> **과제 안내**: 아래의 모든 줄을 빈 줄은 빼고 번호 목록으로 정리하시오. 그림은 답에 넣지 마시오.

> **원본 기록**:
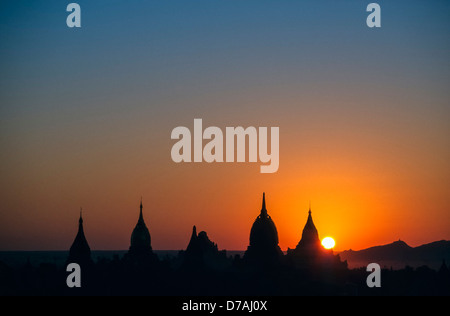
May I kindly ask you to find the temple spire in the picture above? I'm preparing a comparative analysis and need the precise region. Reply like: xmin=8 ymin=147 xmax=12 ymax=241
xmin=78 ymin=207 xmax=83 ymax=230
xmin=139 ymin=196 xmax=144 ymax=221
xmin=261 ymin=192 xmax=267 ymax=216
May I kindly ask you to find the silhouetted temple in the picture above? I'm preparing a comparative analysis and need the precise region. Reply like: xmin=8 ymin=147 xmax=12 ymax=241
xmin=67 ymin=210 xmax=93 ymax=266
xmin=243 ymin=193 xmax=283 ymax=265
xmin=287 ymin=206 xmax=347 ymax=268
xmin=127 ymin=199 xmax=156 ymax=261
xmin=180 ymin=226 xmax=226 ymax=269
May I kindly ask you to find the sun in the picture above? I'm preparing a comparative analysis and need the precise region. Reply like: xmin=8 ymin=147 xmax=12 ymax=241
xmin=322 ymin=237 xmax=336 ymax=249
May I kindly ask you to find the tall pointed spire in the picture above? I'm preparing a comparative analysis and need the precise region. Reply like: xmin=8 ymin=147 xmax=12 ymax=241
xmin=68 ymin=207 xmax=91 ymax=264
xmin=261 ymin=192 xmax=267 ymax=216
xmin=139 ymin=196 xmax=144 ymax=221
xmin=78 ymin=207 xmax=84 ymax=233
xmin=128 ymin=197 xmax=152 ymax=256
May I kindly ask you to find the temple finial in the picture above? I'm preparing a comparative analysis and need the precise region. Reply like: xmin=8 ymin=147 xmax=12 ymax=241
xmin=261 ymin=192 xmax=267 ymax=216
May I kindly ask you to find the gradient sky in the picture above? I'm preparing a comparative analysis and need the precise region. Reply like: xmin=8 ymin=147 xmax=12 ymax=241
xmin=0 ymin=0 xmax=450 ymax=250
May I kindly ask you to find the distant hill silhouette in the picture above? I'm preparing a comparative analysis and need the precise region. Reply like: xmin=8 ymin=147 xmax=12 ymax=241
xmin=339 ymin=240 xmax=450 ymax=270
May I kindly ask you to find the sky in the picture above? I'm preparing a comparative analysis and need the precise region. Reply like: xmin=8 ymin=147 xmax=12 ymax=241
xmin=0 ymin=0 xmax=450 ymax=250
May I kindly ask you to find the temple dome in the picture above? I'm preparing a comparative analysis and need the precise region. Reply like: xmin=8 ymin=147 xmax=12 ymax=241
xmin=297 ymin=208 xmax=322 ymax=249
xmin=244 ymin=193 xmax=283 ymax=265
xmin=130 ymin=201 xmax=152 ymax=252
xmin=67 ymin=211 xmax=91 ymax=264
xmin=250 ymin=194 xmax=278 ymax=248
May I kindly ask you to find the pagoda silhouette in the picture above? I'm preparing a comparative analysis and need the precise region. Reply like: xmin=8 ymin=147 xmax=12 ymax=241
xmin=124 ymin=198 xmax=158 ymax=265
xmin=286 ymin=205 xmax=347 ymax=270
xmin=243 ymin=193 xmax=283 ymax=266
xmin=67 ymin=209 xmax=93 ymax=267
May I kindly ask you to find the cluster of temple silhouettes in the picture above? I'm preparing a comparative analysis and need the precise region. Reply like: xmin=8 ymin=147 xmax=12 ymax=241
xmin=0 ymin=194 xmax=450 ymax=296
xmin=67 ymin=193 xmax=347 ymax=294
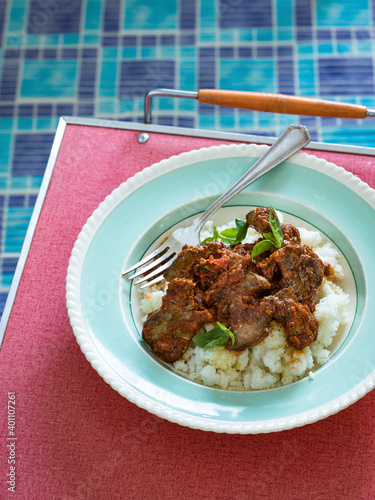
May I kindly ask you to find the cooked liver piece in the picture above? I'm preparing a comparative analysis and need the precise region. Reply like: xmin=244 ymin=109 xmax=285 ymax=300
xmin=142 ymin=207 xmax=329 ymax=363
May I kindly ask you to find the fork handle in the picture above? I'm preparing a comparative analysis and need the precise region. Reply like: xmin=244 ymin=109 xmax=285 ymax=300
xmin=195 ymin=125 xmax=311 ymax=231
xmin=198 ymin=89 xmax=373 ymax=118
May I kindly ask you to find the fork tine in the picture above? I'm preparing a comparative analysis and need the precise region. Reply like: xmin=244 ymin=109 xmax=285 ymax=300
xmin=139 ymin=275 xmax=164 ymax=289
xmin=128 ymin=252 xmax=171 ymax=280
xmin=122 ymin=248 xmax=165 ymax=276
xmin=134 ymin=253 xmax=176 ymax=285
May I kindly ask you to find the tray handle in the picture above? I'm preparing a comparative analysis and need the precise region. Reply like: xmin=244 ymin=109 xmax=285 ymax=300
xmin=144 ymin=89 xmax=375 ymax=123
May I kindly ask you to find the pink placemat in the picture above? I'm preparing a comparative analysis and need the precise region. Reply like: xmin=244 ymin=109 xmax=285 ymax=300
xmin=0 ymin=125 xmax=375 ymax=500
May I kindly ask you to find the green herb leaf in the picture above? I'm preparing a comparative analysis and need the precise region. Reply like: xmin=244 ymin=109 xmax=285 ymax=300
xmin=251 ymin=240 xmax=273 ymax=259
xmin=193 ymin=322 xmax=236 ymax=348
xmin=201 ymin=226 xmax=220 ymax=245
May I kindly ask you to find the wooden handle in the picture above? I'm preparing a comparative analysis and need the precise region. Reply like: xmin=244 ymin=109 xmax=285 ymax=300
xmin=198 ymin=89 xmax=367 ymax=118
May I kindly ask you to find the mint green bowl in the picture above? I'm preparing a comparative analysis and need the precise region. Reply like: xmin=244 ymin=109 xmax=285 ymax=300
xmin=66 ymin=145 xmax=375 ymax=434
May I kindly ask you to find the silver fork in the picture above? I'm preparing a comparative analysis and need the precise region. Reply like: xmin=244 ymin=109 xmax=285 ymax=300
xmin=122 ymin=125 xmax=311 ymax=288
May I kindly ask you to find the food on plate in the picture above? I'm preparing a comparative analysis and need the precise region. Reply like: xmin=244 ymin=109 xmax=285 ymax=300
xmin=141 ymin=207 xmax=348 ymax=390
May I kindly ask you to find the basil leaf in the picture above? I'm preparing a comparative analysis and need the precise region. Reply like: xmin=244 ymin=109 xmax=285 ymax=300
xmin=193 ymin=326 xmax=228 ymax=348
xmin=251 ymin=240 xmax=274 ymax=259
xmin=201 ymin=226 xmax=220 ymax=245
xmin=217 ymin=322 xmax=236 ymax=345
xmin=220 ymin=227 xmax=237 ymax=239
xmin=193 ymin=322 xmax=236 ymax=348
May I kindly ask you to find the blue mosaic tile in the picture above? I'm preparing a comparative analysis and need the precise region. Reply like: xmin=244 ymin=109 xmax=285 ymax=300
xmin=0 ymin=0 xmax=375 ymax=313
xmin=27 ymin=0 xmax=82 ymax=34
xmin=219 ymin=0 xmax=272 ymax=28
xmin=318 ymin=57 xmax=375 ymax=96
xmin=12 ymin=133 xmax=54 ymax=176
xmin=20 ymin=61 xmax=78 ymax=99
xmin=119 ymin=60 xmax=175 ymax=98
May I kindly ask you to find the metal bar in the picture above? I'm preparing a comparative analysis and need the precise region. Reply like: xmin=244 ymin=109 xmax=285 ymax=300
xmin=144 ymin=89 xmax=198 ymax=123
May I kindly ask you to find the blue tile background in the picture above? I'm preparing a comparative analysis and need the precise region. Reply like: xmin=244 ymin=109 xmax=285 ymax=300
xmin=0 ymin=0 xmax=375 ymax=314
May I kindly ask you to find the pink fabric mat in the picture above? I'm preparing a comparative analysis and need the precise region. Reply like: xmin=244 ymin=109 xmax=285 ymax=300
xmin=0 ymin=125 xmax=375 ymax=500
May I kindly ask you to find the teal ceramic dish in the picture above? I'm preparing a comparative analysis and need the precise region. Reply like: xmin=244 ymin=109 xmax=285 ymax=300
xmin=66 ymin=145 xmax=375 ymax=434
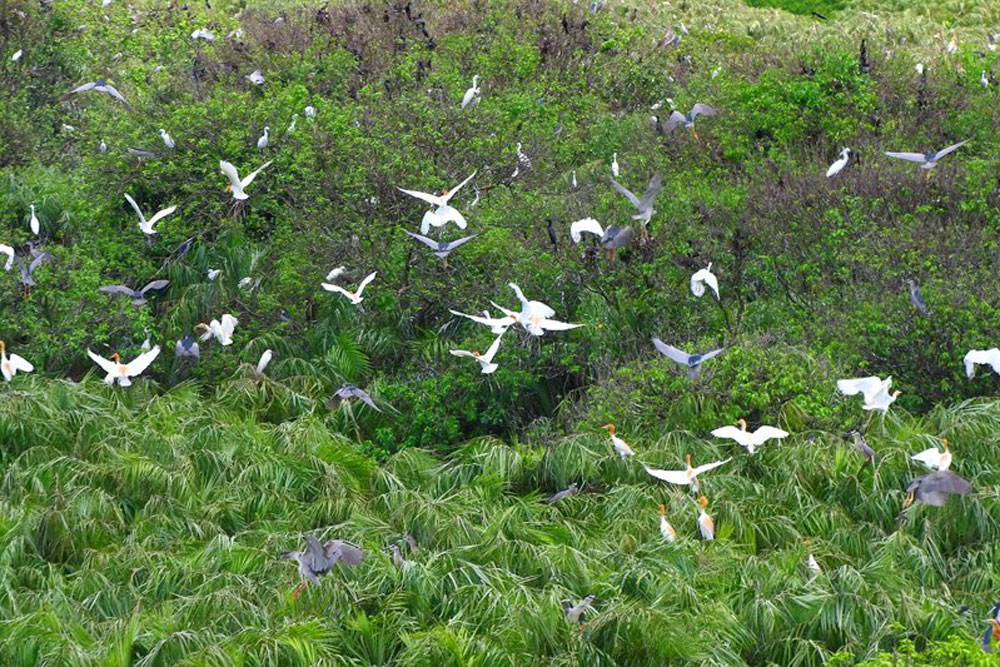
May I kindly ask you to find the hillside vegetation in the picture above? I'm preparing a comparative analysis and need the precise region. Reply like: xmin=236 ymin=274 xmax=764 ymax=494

> **과제 결과**:
1. May I kindly ask you to find the temple spire in the picture above? I'm preparing a comparative analysis and need the precise region. Reply like: xmin=8 ymin=147 xmax=12 ymax=241
2. xmin=78 ymin=207 xmax=83 ymax=230
3. xmin=139 ymin=196 xmax=144 ymax=221
4. xmin=261 ymin=192 xmax=267 ymax=216
5. May I kindly ask you to find the silhouetted temple in the picture above? I'm preparing a comparative analysis and need the precise region. Reply like: xmin=8 ymin=147 xmax=12 ymax=241
6. xmin=67 ymin=210 xmax=93 ymax=266
7. xmin=243 ymin=193 xmax=283 ymax=265
8. xmin=287 ymin=206 xmax=347 ymax=268
9. xmin=127 ymin=199 xmax=156 ymax=261
10. xmin=180 ymin=226 xmax=226 ymax=269
11. May I kindly ask you to find the sun in the picture above? I'm preparing a comparative analysis and need the precise region. Reply like: xmin=8 ymin=147 xmax=12 ymax=241
12. xmin=322 ymin=237 xmax=336 ymax=249
13. May I kindly ask you to find the tall pointed spire in the picture above? I'm preparing a comparative analysis and need the precise region. Reply like: xmin=8 ymin=147 xmax=12 ymax=241
14. xmin=68 ymin=207 xmax=91 ymax=264
15. xmin=261 ymin=192 xmax=267 ymax=216
16. xmin=139 ymin=196 xmax=144 ymax=221
17. xmin=78 ymin=207 xmax=84 ymax=233
18. xmin=128 ymin=197 xmax=152 ymax=256
19. May I kindly ask you to find the temple finial in the picture above? I'm preparing a comparative analysis and need the precise region. Reply like: xmin=8 ymin=147 xmax=12 ymax=241
20. xmin=261 ymin=192 xmax=267 ymax=216
21. May I kindly ask you to find the gradient sky in the picture above? I'm preparing a comparative analysis and need the precise region. Reply like: xmin=8 ymin=147 xmax=12 ymax=241
22. xmin=0 ymin=0 xmax=450 ymax=250
23. May I kindly ask you to find the distant hill silhouette in the picture above? I'm preparing a comparative analysis and need the precise region. Reply like: xmin=8 ymin=147 xmax=12 ymax=241
24. xmin=339 ymin=240 xmax=450 ymax=270
25. May I kindly ask you to find the sky in the picture above? I'm preparing a comparative analysis and need the precise region. Reply like: xmin=8 ymin=147 xmax=12 ymax=241
26. xmin=0 ymin=0 xmax=450 ymax=250
27. May I kindly ask you to find the temple dome in the picture above? I'm preparing a comparative analysis and need the precise region. Reply like: xmin=8 ymin=147 xmax=12 ymax=241
28. xmin=297 ymin=208 xmax=322 ymax=249
29. xmin=244 ymin=193 xmax=283 ymax=265
30. xmin=130 ymin=201 xmax=152 ymax=252
31. xmin=67 ymin=211 xmax=91 ymax=264
32. xmin=250 ymin=194 xmax=278 ymax=248
33. May I kindly ask you to find the pagoda silhouette in the picture above? I'm preparing a comparative analysis and need the precise region. Reply like: xmin=8 ymin=147 xmax=12 ymax=241
34. xmin=124 ymin=198 xmax=158 ymax=265
35. xmin=286 ymin=205 xmax=347 ymax=270
36. xmin=243 ymin=193 xmax=283 ymax=266
37. xmin=67 ymin=209 xmax=93 ymax=267
38. May I kindly ask you to find the cluster of temple silhouettes in the picture above? I'm preparing a comparative analysis and need the precise region. Reply like: xmin=8 ymin=147 xmax=12 ymax=241
39. xmin=0 ymin=194 xmax=450 ymax=296
40. xmin=67 ymin=193 xmax=347 ymax=294
41. May I kindly ask you to find the cooked liver piece in the picture above? I'm preparing a comparative analysis and need the precise region. Reply like: xmin=244 ymin=109 xmax=285 ymax=300
42. xmin=142 ymin=207 xmax=329 ymax=363
43. May I kindly ask you to find the fork handle in the picture above? I'm preparing a comparative analysis and need the precise region. Reply like: xmin=244 ymin=109 xmax=285 ymax=300
44. xmin=195 ymin=125 xmax=311 ymax=231
45. xmin=198 ymin=89 xmax=373 ymax=118
46. May I kindly ask you to find the fork tine in the picture above? I'm preparing a comparative analysis and need the precise region. Reply like: xmin=244 ymin=109 xmax=285 ymax=300
47. xmin=139 ymin=275 xmax=164 ymax=289
48. xmin=128 ymin=252 xmax=171 ymax=280
49. xmin=122 ymin=248 xmax=165 ymax=276
50. xmin=134 ymin=253 xmax=176 ymax=285
51. May I kindly ask you to find the tray handle in the picture above? I'm preparing a comparative analysis and need the precise region. Reply like: xmin=244 ymin=109 xmax=285 ymax=300
52. xmin=144 ymin=89 xmax=375 ymax=123
53. May I kindly ask you to find the pink placemat in the picture above? I'm preparing a comparative analysis and need the precise region. Reply like: xmin=244 ymin=109 xmax=285 ymax=300
54. xmin=0 ymin=125 xmax=375 ymax=500
55. May I kindly ask you to find the green herb leaf in the picture above? I'm preparing a comparative analysis and need the precise region. Reply like: xmin=244 ymin=109 xmax=285 ymax=300
56. xmin=251 ymin=240 xmax=273 ymax=259
57. xmin=193 ymin=322 xmax=236 ymax=348
58. xmin=201 ymin=226 xmax=220 ymax=245
59. May I kindly ask you to find the wooden handle in the picture above? I'm preparing a comparative analysis and need the precise region. Reply like: xmin=244 ymin=109 xmax=285 ymax=300
60. xmin=198 ymin=89 xmax=367 ymax=118
61. May I kindly ask you to find the mint green bowl in the picture above? I'm preparing a comparative analysis and need the precise region. Reply like: xmin=244 ymin=109 xmax=285 ymax=300
62. xmin=66 ymin=145 xmax=375 ymax=434
63. May I kindly ask you to find the silver fork in the picture above? I'm preparing a comparative analysis and need the precise region. Reply like: xmin=244 ymin=109 xmax=285 ymax=300
64. xmin=122 ymin=125 xmax=311 ymax=288
65. May I kindly ask you to find the food on plate in the picture above? I'm preparing a comparative analysis and need the precise region. Reply like: xmin=244 ymin=109 xmax=285 ymax=300
66. xmin=141 ymin=207 xmax=348 ymax=390
67. May I kindly ask you to find the basil leaf in the picture above? I'm preparing a comparative analysis and need the precise region. Reply like: xmin=244 ymin=109 xmax=285 ymax=300
68. xmin=193 ymin=326 xmax=228 ymax=348
69. xmin=251 ymin=240 xmax=274 ymax=259
70. xmin=201 ymin=226 xmax=220 ymax=245
71. xmin=217 ymin=322 xmax=236 ymax=345
72. xmin=220 ymin=227 xmax=237 ymax=239
73. xmin=193 ymin=322 xmax=236 ymax=348
74. May I kindly ask you to find the blue mosaic tile in the picture above? I'm preparing a comparative analysis and need the precise region. Reply like: xmin=244 ymin=109 xmax=285 ymax=300
75. xmin=0 ymin=0 xmax=375 ymax=313
76. xmin=27 ymin=0 xmax=82 ymax=34
77. xmin=219 ymin=0 xmax=272 ymax=28
78. xmin=318 ymin=57 xmax=375 ymax=96
79. xmin=12 ymin=133 xmax=54 ymax=176
80. xmin=20 ymin=61 xmax=78 ymax=99
81. xmin=119 ymin=60 xmax=175 ymax=98
82. May I kindly ask you to find the metal bar in the picture above? I'm preparing a comparative analysis and need the precise region. Reply like: xmin=244 ymin=109 xmax=285 ymax=300
83. xmin=144 ymin=89 xmax=198 ymax=123
84. May I kindly ask you to find the blue tile background in the picture above? I'm preparing a comparative analysis and need the precise region. Reply like: xmin=244 ymin=109 xmax=285 ymax=300
85. xmin=0 ymin=0 xmax=375 ymax=314
86. May I kindly ask you to find the pink fabric mat in the picture above? I'm preparing a comparative analysis and need the precise region. Reply like: xmin=244 ymin=109 xmax=285 ymax=300
87. xmin=0 ymin=125 xmax=375 ymax=500
88. May I kindly ask you to find the teal ceramic dish in the picture above? I'm preparing a comparative analysis and need the precise region. Reply like: xmin=244 ymin=109 xmax=285 ymax=300
89. xmin=66 ymin=145 xmax=375 ymax=434
90. May I kindly ask you to find the hillside vegetation in the picture above? I'm preparing a comparative analysis and need the precise region. Reply like: xmin=236 ymin=274 xmax=764 ymax=494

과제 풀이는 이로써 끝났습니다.